Dataset -
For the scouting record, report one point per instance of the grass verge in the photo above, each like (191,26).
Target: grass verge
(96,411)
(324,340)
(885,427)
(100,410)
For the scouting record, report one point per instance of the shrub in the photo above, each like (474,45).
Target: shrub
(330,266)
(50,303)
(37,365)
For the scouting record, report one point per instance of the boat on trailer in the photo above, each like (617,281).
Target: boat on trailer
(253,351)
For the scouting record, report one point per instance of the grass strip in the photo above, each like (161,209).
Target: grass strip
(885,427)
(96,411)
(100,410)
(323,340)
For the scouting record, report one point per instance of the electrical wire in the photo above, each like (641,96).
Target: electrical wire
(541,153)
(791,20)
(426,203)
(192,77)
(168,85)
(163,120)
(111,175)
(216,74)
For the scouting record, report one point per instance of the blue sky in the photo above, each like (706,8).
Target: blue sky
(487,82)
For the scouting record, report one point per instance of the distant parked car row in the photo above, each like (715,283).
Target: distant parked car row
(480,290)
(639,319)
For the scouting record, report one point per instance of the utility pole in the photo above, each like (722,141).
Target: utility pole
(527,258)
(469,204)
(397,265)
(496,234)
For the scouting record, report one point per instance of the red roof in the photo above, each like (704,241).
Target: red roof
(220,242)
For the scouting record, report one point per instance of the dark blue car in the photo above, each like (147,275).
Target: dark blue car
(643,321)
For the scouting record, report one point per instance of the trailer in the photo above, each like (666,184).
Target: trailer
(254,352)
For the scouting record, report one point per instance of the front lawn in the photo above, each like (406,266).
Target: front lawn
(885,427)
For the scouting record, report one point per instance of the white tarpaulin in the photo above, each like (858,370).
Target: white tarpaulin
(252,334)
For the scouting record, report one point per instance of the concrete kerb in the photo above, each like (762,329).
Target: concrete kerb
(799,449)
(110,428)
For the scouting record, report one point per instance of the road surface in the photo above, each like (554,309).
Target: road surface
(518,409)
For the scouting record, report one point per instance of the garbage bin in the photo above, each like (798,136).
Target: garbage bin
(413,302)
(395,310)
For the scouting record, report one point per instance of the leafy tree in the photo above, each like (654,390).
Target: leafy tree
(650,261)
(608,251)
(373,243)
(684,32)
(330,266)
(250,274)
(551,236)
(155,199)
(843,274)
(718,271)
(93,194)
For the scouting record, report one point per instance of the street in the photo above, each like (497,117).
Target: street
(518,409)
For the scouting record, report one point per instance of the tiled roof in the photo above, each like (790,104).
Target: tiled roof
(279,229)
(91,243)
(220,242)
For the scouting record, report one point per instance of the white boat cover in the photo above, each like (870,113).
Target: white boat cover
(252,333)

Problem statement - Copy the data above in full, exactly as it reads.

Task response -
For the scouting record, report one point per instance of the grass verge in the photo above, each like (191,26).
Target: grass verge
(96,411)
(324,340)
(885,427)
(100,410)
For the scouting record, report one point per instance of the shrub in the photo above, each like (474,45).
Target: shrub
(330,266)
(50,303)
(37,365)
For the scouting record, report one point per instance of the boat on trailer in the photo above, each like (617,281).
Target: boat on trailer
(253,351)
For the scouting record, report one point per instance of the grass strip in the photo above, each like (161,209).
Target: grass strip
(885,427)
(96,411)
(100,410)
(323,340)
For the scouting record, report one point per instance of the electrical wire in the photo above, each like (641,96).
Target: electrical wire
(541,153)
(791,20)
(426,203)
(192,77)
(168,85)
(163,120)
(111,175)
(216,74)
For the scouting record, report one point per instance of the blue sky in the photo above, each like (706,8).
Target: blue sky
(487,82)
For the scouting record, report one point per instance of the distant parked car row in the photo above, each like (715,283).
Target: distant parked car row
(480,290)
(639,319)
For the scouting record, report one point per instance of the utility pole in the photo above, each like (722,141).
Target: utility pole
(527,258)
(469,204)
(397,265)
(496,234)
For the scouting record, report one point per instance of the red roof in the photo above, each like (704,241).
Target: red roof
(220,242)
For the scouting record, report one point per instance of the dark blue car in the photo above, each like (147,275).
Target: dark blue car
(643,321)
For the scouting record, report one point per instance of the trailer in the photo above, each like (666,184).
Target: trailer
(254,352)
For the scouting record, report one point per instance of the front lawn in the photo above, each like (406,266).
Target: front lawn
(885,427)
For the scouting record, report one point per instance of the white tarpaulin in the photo above, each like (858,370).
Target: white tarpaulin
(252,334)
For the scouting record, report one point per instance of the concrete kerb in the photo above, each like (762,329).
Target: concrete kerb
(799,449)
(110,428)
For the scouting record, report one point per instance of the road surface in the photo above, each like (554,309).
Target: road surface
(518,409)
For the scouting record, report one point per instance of the garbage bin in the photo above, each like (798,136).
Target: garbage bin
(413,302)
(395,310)
For the scouting record, report one point per instance of the leafy tree in the photo above, each like (654,390).
Target: leafy tree
(650,261)
(608,251)
(373,243)
(684,32)
(330,266)
(250,274)
(551,236)
(155,199)
(843,274)
(718,271)
(93,194)
For the scouting record, report one point per instance of the street in the photo above, each like (497,117).
Target: street
(518,409)
For the scouting record, report one point per instance of the tiled roof in the photo above, each like (790,104).
Target: tiled roof
(279,229)
(91,243)
(220,242)
For the scouting record, report one point per instance of the white boat cover in the photo above, each like (870,113).
Target: white boat cover
(252,333)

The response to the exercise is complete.